* [Consignes]:
1. Quels noms de navires le texte sur le Ville de Namur mentionne-t-il ? Donnez-les tous.
2. Pouvez-vous poursuivre le texte sur le Ville de Namur après sa dernière phrase ?

═══ Source

Un décret présidentiel ayant interdit l'utilisation des navires battant pavillon américain dans les eaux déclarées zones de guerre par les belligérants, la presque totalité des navires de la United States Lines furent transférés sous pavillon belge, dès 1939.
Nous avons expliqué cela lors de notre narration de la perte du paquebot Ville de Bruges, ex-Président Harding (Sur l'Eau N° 222).
Ville de Namur est l'ex-American Merchant et la photo ci-contre le représente portant les couleurs de son armement d'origine.
C'est un gros cargo aux lignes massives, trapues, coupées à angle. Il a été construit en 1920 à Hog Island (USA) ; il jauge brut 7430 tonnes.
Il quitte New-York, entreprenant son 3ème voyage sous pavillon belge le 7 juin 1940, à 13 h., avec un équipage de 79 hommes. Il emporte un plein chargement de marchandises diverses en plus de cinq cent vingt chevaux et mulets et le courrier postal. Destination : Bordeaux. De par sa grande vitesse, 'de l'ordre de 17 noeuds, le navire n'est pas astreint à naviguer en convoi.

══════
═══ Entrées

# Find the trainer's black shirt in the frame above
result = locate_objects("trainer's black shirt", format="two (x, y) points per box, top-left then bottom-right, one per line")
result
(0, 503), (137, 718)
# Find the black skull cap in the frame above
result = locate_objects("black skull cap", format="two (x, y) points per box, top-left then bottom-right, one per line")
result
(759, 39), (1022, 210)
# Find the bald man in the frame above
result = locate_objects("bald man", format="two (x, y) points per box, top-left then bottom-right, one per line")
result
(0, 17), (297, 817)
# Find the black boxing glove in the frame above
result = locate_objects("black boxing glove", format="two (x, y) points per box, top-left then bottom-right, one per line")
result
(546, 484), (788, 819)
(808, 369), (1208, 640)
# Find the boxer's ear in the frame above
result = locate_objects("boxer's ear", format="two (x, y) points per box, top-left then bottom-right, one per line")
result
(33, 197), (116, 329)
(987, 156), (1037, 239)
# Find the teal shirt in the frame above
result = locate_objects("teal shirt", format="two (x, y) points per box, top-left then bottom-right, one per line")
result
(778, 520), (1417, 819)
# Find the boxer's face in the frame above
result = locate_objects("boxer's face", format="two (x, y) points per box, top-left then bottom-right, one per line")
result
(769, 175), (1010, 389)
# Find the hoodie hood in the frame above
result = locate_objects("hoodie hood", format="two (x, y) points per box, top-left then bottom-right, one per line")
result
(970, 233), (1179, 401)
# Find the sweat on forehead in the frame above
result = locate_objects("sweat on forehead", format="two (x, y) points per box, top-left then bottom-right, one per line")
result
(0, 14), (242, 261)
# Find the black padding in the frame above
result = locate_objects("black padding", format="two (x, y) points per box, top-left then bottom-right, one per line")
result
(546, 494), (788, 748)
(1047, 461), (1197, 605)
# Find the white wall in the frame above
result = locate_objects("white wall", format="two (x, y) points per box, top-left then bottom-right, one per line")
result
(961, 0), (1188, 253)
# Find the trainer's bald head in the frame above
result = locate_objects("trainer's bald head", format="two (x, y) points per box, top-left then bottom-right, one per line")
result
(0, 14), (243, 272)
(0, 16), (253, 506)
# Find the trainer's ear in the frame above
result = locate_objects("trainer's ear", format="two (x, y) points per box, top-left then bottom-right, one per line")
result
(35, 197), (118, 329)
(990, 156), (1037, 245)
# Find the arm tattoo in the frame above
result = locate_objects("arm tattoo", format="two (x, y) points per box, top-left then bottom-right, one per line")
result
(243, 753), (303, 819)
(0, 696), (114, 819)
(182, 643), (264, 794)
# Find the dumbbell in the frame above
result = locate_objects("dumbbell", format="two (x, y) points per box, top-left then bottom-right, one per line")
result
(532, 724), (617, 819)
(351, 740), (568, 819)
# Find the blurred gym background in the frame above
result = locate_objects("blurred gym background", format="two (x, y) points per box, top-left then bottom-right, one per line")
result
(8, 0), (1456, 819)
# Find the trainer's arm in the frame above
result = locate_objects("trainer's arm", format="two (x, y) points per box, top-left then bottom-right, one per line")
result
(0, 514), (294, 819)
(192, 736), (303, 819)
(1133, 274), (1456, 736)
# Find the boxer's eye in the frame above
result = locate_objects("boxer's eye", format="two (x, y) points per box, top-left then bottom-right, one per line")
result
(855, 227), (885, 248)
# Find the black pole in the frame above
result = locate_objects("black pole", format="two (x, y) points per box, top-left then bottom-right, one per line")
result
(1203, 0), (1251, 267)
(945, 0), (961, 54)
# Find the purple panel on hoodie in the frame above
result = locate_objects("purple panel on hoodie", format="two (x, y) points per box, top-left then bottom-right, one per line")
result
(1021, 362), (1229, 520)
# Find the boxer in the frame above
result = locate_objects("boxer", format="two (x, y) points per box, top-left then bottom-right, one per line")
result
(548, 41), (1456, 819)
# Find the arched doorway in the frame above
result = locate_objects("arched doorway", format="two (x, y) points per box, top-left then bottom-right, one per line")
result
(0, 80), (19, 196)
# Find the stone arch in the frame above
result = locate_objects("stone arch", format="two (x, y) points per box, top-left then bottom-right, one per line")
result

══════

* [Réponses par consigne]:
1. Ville de Bruges, Président Harding, Ville de Namur, American Merchant

2.
Le traversée est sans histoire jusqu'au 17 juin.
Ce 17 juin à 3 h. 30 du matin, le radio François Verhas reçoit le message général adressé par le Gouvernement Belge de Londres, via l'Amirauté Britannique, à tous les navires belges à la mer. Ce message dit : « From British Admiralty: Belgian Government instructs all Belgian Ships bound for Europe to proceed direct to a United Kingdom Port. »
Des messages similaires sont adressés aux navires d'autres nationalités en route, eux aussi, vers les ports français.
Verhas porte immédiatement cet important message à la connaissance du capitaine Julien Grymonprez. Le navire se trouve en ce moment à environ 260 milles de l'entrée de la Gironde.
À 3 h. 30 du matin, Grymonprez, obtempérant à l'ordre reçu, fait gouverner à 336°, puis il réunit les principaux de l'équipage et tient conseil. On détermine que l'on peut arriver au Verdon vers 16 heures, y décharger chevaux, mulets et poste, y prendre des instructions précises et puis faire route vers l'Angleterre. En conséquence, à 5 h. 45, il fait reprendre la route précédente puis communique avec New-York pour prendre avis des affrèteurs du navire, la United States Lines.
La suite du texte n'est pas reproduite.